**OPDRACHT:**
Beantwoord de volgende vragen op basis van het artikel over persoonlijke ondersteuning bij werk.
(a) In welke vorm kan het college volgens het eerste lid jobcoaching verstrekken?
(b) Aan wie kan het college volgens het tweede lid een subsidie toekennen?
(c) Welke twee voorbeelden noemt het derde lid van werkzaamheden anders dan in dienstverband?

**BRONDOCUMENT:**
··········
Artikel 18. Persoonlijke ondersteuning bij werk

  • 1.

    Het college kan persoonlijke ondersteuning bij werk in de vorm van jobcoaching in natura verstrekken door middel van een jobcoach die werkzaam is in een dienstverband bij of in opdracht van de gemeente Almelo of een derde, waarbij de gemeente de uitvoering van de jobcoaching heeft ingekocht.

  • 2.

    Het college kan persoonlijke ondersteuning bij werk in de vorm van een subsidie toekennen aan de werkgever voor:

    • a.

      jobcoaching door een interne of externe jobcoach; of

    • b.

      interne werkbegeleiding door een interne werkbegeleider.

  • 3.

    De in het eerste of tweede lid genoemde ondersteuning kan ook worden aangeboden met het oog op het verrichten van werkzaamheden, anders dan in dienstverband, zoals bij een proefplaats of een leer-werktraject.
··········
**GEGEVENS:**

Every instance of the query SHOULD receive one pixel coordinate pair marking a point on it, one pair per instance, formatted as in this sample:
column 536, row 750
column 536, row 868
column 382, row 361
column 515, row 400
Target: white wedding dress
··········
**JUISTE UITKOMST:**
(a) Het college kan jobcoaching in natura verstrekken.
(b) Het college kan de subsidie toekennen aan de werkgever.
(c) Het derde lid noemt een proefplaats en een leer-werktraject.